Please return the full listing below without altering anything.

########################################

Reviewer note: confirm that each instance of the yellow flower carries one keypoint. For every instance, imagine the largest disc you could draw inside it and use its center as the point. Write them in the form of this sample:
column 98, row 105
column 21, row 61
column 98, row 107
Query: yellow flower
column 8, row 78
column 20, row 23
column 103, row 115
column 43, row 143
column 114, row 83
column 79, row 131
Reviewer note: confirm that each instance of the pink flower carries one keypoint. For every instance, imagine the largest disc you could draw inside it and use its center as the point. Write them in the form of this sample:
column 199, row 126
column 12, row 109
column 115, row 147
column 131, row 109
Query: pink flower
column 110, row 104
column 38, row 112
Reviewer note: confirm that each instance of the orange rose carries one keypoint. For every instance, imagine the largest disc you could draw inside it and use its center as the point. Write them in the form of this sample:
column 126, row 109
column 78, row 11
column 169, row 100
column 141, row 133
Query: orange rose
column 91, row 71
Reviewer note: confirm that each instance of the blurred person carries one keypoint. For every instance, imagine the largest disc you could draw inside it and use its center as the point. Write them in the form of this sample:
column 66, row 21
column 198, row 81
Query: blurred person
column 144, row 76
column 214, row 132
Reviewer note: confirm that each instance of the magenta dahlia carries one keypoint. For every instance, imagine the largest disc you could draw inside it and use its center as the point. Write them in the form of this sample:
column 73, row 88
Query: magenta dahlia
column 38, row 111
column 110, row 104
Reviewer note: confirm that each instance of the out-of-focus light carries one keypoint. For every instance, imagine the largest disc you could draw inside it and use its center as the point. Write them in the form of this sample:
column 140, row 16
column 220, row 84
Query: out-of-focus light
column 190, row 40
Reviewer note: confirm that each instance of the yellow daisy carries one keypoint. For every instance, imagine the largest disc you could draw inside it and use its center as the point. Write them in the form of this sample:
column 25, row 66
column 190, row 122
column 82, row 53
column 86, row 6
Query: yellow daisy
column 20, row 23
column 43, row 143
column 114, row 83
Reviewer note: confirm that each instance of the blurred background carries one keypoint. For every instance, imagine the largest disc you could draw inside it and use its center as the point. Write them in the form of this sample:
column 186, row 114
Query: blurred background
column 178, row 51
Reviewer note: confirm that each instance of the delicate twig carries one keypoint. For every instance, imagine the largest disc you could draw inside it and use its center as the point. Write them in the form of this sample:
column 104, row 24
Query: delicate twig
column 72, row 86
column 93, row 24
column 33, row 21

########################################

■ **Right answer**
Reviewer note: confirm that each instance of the yellow flower carries one keypoint. For every instance, imagine the largest disc you could draw inside it and use its center as the point. Write them in the form of this sample:
column 98, row 105
column 21, row 61
column 98, row 107
Query: yellow flower
column 8, row 78
column 20, row 23
column 103, row 115
column 43, row 143
column 114, row 83
column 79, row 131
Reviewer note: confirm that each instance of the pink flower carries one keypoint. For every instance, imagine the largest disc you could draw inside it and use its center as the point. Write them in the form of this sample:
column 199, row 126
column 12, row 109
column 115, row 147
column 131, row 109
Query: pink flower
column 110, row 104
column 38, row 112
Reviewer note: confirm that each instance of the orange rose carries one keypoint. For every instance, imagine the largest disc you could draw inside it and use its center as the point. Write them in the form of this sample:
column 126, row 109
column 78, row 11
column 169, row 100
column 141, row 133
Query: orange rose
column 91, row 71
Reviewer note: confirm that each instance of the blurred person carries one keypoint. For every instance, imagine the largest disc you could draw inside it and use its center as the point. Write them in the form of this sample:
column 66, row 21
column 198, row 81
Query: blurred person
column 144, row 76
column 214, row 132
Reviewer note: confirm that each instance of the magenta dahlia carries one keypoint. For every instance, imagine the largest disc you could draw inside it and use its center as the point. Write them in the form of this sample:
column 73, row 88
Query: magenta dahlia
column 38, row 111
column 110, row 104
Reviewer note: confirm that each instance of the out-of-focus light carries one keypoint. For every instance, imagine the largest disc you could draw inside it and use its center as the point. Write them in the form of this sample:
column 140, row 16
column 220, row 84
Query: out-of-focus light
column 190, row 40
Reviewer note: confirm that each instance of the yellow daisy carries one keypoint. For every instance, imagine the largest disc you could draw inside it and use its center as the point. Write them in the form of this sample:
column 25, row 66
column 190, row 122
column 82, row 53
column 86, row 6
Query: yellow daisy
column 20, row 23
column 43, row 143
column 114, row 83
Reviewer note: confirm that each instance of the blurred background carries one keypoint. For every instance, imagine the largest disc you could draw inside it and use its center as the point. Write them in the form of this sample:
column 186, row 114
Query: blurred background
column 178, row 51
Reviewer note: confirm that each instance of the delicate twig carries one keypoint. For every instance, imagine the largest disc you could draw inside it and use its center as the point. Write them in the form of this sample:
column 104, row 24
Query: delicate twig
column 72, row 86
column 93, row 24
column 33, row 21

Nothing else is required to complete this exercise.